▸ Source extract:
(begin)

82 It is apparent that a substantial purpose of s 15(2A) of the IGA is to protect consumers from certain interactive gambling services. In that context, it is quite improbable that the legislative intention could be that a consumer contravene that provision as an ancillary by merely using a gambling service provided by another entity. In this case, Mr Korpi merely used facilities that were already in existence. He was acting just as any other consumer could when he created an account on the PPPoker App, arranged the purchase of chips on the PPPFish Website and used the chips to play poker in an online club. Although he engaged in those activities for the purpose of the investigation, he did no more than any other consumer was encouraged to do.

83 In these circumstances, it cannot be found that Mr Korpi aided, abetted, counselled or procured any contravention of s 15(2A), nor that he was knowingly concerned in, or party to, any such contravention.

84 The discretion to exclude Mr Korpi’s evidence under s 138 of the Evidence Act does not arise. His affidavit will be admitted into evidence.

85 Mr Korpi was not required for cross-examination and I accept his evidence.

Whether Jones v Dunkel inferences ought to be drawn in respect of the absence of evidence from Mr Jones

86 Mr Jones did not give evidence. The absence of any evidence from Mr Jones was not explained. Mr Jones was, of course, the sole director and shareholder of Brisbane Poker.

(end)

▸ What to do: Write the next part of the court's reasons on the interactive gambling case, picking up after its final sentence. The data that comes next isn't needed for anything here.

▸ Listed records:
(begin)

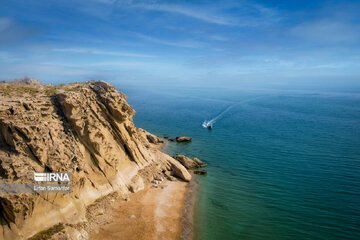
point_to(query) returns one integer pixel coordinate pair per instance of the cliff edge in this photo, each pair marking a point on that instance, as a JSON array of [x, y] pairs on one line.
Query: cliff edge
[[82, 128]]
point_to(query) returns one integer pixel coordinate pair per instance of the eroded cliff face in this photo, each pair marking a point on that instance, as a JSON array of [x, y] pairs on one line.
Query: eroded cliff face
[[82, 128]]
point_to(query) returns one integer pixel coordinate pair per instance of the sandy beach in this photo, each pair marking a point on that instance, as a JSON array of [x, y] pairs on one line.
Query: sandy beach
[[154, 213]]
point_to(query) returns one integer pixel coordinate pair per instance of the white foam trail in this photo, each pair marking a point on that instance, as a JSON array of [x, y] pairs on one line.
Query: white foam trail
[[206, 123]]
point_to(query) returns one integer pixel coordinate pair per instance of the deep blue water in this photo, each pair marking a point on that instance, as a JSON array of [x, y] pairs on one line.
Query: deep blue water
[[282, 164]]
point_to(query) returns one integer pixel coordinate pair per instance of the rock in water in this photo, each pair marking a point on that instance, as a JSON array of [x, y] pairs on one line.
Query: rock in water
[[190, 163], [85, 129], [183, 139]]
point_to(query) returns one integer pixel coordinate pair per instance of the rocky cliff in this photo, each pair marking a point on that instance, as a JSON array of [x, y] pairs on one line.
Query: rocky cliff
[[82, 128]]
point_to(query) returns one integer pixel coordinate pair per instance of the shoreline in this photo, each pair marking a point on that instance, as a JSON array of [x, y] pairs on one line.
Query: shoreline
[[153, 213], [162, 212], [187, 219]]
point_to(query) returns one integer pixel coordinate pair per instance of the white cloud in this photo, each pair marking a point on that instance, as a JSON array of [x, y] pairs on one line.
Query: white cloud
[[201, 14], [100, 52], [327, 30], [184, 43]]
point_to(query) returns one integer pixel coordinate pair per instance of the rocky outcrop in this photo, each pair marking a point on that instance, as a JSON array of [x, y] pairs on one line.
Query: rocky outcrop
[[190, 163], [183, 139], [82, 128]]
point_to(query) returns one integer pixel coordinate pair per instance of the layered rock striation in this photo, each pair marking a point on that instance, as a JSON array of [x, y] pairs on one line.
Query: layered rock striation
[[82, 128]]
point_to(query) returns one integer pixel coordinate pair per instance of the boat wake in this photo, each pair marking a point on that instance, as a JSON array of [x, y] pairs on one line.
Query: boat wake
[[209, 123]]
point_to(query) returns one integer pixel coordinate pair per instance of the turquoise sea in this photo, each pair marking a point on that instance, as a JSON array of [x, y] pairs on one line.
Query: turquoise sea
[[282, 164]]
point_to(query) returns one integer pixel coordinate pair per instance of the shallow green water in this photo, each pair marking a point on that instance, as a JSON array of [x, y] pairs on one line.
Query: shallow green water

(end)

▸ Result of the task:
87 The ACMA submits that inferences ought to be drawn under the principles in Jones v Dunkel (1959) 101 CLR 298, whereas Mr Jones and Brisbane Poker submit that such inferences are not available in a civil penalty proceeding where penalty privilege is claimed.

88 In Kuhl v Zurich Financial Services Australia Ltd (2011) 243 CLR 361, the plurality explained:

[63]    The rule in Jones v Dunkel is that the unexplained failure by a party to call a witness may in appropriate circumstances support an inference that the uncalled evidence would not have assisted the party’s case. That is particularly so where it is the party which is the uncalled witness. The failure to call a witness may also permit the court to draw, with greater confidence, any inference unfavourable to the party that failed to call the witness, if that uncalled witness appears to be in a position to cast light on whether the inference should be drawn…

[64]    The rule in Jones v Dunkel permits an inference, not that evidence not called by a party would have been adverse to the party, but that it would not have assisted the party…

(Citations omitted).

89 In Australian Securities and Investments Commission v GetSwift Limited (Liability Hearing) [2021] FCA 1384 (GetSwift), Lee J observed at [126] that the availability of such inferential reasoning in the context of civil penalty proceedings has been the subject of “some discussion”. However, his Honour concluded that authority supports the proposition that Jones v Dunkel inferences are applicable to proceedings that involve a claim for the imposition of a civil penalty and reliance on privilege against civil penalties, citing Communications, Electrical, Electronic, Energy, Information, Postal, Plumbing & Allied Services Union of Australia at [76], Adams v Director of the Fair Work Building Industry Inspectorate (2017) 258 FCR 257 at [147] and Adler v Australian Securities and Investments Commission (2003) 179 FLR 1 at [659]. I respectfully agree.

90 It is open to draw Jones v Dunkel inferences in the present proceeding. I draw an inference that Mr Jones’ evidence would not have assisted himself or Brisbane Poker.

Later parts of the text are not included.